Extract each line below that contains the string "roll".
-- start of DATA SUPPLIED --
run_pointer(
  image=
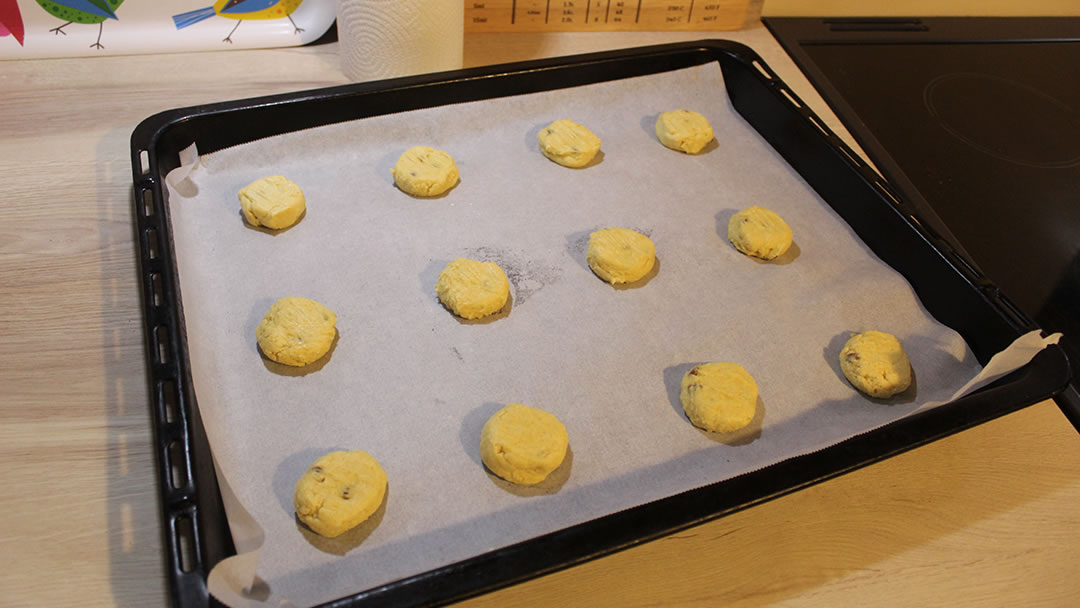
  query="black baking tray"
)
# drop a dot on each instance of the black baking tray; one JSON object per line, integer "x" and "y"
{"x": 196, "y": 531}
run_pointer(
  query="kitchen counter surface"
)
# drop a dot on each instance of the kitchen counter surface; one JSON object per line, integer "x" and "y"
{"x": 985, "y": 517}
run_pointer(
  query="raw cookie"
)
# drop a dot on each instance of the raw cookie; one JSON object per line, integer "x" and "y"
{"x": 274, "y": 202}
{"x": 424, "y": 172}
{"x": 719, "y": 396}
{"x": 471, "y": 288}
{"x": 296, "y": 330}
{"x": 685, "y": 131}
{"x": 874, "y": 362}
{"x": 620, "y": 255}
{"x": 339, "y": 491}
{"x": 568, "y": 144}
{"x": 759, "y": 232}
{"x": 523, "y": 444}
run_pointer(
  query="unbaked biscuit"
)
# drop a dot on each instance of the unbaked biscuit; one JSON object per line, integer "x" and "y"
{"x": 685, "y": 131}
{"x": 424, "y": 172}
{"x": 273, "y": 202}
{"x": 875, "y": 363}
{"x": 759, "y": 232}
{"x": 339, "y": 491}
{"x": 620, "y": 255}
{"x": 296, "y": 330}
{"x": 568, "y": 144}
{"x": 472, "y": 288}
{"x": 523, "y": 444}
{"x": 719, "y": 397}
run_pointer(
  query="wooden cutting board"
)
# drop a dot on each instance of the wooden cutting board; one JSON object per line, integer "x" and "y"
{"x": 604, "y": 15}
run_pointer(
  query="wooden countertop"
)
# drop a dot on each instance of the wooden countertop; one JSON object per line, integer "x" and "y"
{"x": 985, "y": 517}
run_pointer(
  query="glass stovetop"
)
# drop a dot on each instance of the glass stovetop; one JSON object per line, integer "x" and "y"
{"x": 979, "y": 119}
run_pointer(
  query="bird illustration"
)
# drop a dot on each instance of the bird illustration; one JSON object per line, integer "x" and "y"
{"x": 82, "y": 12}
{"x": 11, "y": 21}
{"x": 241, "y": 10}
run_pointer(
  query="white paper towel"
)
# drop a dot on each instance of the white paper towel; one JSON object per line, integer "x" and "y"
{"x": 389, "y": 38}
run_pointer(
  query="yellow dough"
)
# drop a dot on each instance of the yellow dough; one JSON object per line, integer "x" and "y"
{"x": 274, "y": 202}
{"x": 719, "y": 396}
{"x": 296, "y": 330}
{"x": 875, "y": 363}
{"x": 759, "y": 232}
{"x": 424, "y": 172}
{"x": 685, "y": 131}
{"x": 471, "y": 288}
{"x": 568, "y": 144}
{"x": 339, "y": 491}
{"x": 523, "y": 444}
{"x": 620, "y": 255}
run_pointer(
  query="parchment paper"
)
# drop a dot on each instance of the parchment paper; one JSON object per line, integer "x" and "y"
{"x": 413, "y": 384}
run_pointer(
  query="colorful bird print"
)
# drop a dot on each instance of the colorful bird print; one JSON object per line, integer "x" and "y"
{"x": 241, "y": 10}
{"x": 82, "y": 12}
{"x": 11, "y": 21}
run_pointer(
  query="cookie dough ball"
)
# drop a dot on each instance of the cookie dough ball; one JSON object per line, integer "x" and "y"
{"x": 273, "y": 202}
{"x": 339, "y": 491}
{"x": 620, "y": 255}
{"x": 296, "y": 330}
{"x": 424, "y": 172}
{"x": 719, "y": 397}
{"x": 875, "y": 363}
{"x": 759, "y": 232}
{"x": 568, "y": 144}
{"x": 685, "y": 131}
{"x": 471, "y": 288}
{"x": 523, "y": 444}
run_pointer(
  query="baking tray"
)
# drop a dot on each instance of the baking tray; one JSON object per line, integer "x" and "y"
{"x": 162, "y": 26}
{"x": 196, "y": 531}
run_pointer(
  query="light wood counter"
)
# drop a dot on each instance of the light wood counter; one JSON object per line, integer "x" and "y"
{"x": 986, "y": 517}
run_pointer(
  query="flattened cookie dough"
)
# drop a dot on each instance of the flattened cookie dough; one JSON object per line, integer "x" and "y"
{"x": 339, "y": 491}
{"x": 620, "y": 255}
{"x": 759, "y": 232}
{"x": 273, "y": 202}
{"x": 719, "y": 397}
{"x": 685, "y": 131}
{"x": 472, "y": 288}
{"x": 523, "y": 444}
{"x": 296, "y": 330}
{"x": 875, "y": 363}
{"x": 568, "y": 144}
{"x": 424, "y": 172}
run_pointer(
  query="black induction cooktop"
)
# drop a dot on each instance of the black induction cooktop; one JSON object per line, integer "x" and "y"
{"x": 976, "y": 122}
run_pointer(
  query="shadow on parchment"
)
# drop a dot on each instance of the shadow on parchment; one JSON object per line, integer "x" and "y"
{"x": 724, "y": 217}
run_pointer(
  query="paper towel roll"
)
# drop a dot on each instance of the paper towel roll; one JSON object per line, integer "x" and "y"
{"x": 389, "y": 38}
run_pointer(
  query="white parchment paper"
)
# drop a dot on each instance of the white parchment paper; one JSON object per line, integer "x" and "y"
{"x": 413, "y": 384}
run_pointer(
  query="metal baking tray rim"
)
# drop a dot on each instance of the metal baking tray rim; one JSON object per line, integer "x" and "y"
{"x": 196, "y": 535}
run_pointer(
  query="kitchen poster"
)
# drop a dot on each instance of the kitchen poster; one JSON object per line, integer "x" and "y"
{"x": 72, "y": 28}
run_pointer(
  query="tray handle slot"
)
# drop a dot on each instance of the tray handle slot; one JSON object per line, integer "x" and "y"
{"x": 144, "y": 161}
{"x": 184, "y": 531}
{"x": 147, "y": 203}
{"x": 170, "y": 401}
{"x": 177, "y": 464}
{"x": 161, "y": 341}
{"x": 157, "y": 292}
-- end of DATA SUPPLIED --
**COMPLETE OUTPUT:**
  query="paper towel roll"
# drop a dot on each instance of the paper towel roll; one JSON object per line, integer "x" and "y"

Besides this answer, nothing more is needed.